* _Task details_
Please rewrite the material below, changing "thickest part" to "widest part" wherever it occurs and keeping everything else the same. Leave the pictures out of your answer.

* _Supplied data_
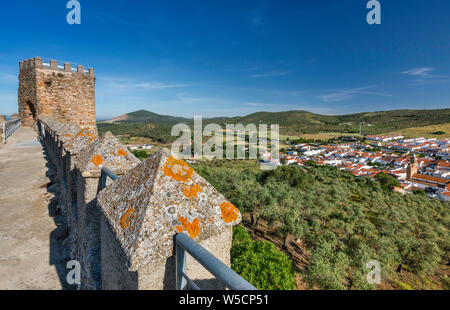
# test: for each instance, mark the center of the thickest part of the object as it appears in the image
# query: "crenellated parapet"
(59, 91)
(123, 234)
(38, 63)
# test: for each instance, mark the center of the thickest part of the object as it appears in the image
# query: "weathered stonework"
(152, 202)
(59, 93)
(109, 152)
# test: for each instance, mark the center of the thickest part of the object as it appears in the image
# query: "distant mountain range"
(301, 122)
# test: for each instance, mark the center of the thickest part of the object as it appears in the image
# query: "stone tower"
(411, 170)
(59, 92)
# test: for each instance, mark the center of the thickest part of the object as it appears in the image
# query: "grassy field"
(427, 131)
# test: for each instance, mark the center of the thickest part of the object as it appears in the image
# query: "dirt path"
(31, 253)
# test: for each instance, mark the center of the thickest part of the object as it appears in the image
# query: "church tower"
(411, 170)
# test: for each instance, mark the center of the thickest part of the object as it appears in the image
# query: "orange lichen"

* _Response to this exercise_
# test: for each instance, mark the center of the widest part of the object as it appears in the image
# query: "crenellated parapet"
(59, 91)
(123, 234)
(38, 63)
# test: for each instance, mark the center of the widest part of the object as it appears in the image
# query: "weathered stonework"
(152, 202)
(59, 93)
(109, 152)
# test: for each instance, mark the center of the widest part of the object as it appears in the image
# query: "distant mountain range"
(301, 122)
# test: for each instance, mark the center of the widest part of the object as it appears in the image
# query: "stone tower"
(411, 170)
(59, 92)
# test: for each instance, mark the center of the widest part of the object as it appears in the image
# query: "grassy field"
(427, 131)
# test: for each instance, mark the center of the widest part of the object as it appears in the image
# query: "dirt path"
(31, 253)
# test: for each instance, mark the center of the widest part of the object as it appears in the image
# query: "church tower"
(411, 170)
# test: for each instance, mark the center of the widest part of the object as it appears in the image
# query: "orange lichen"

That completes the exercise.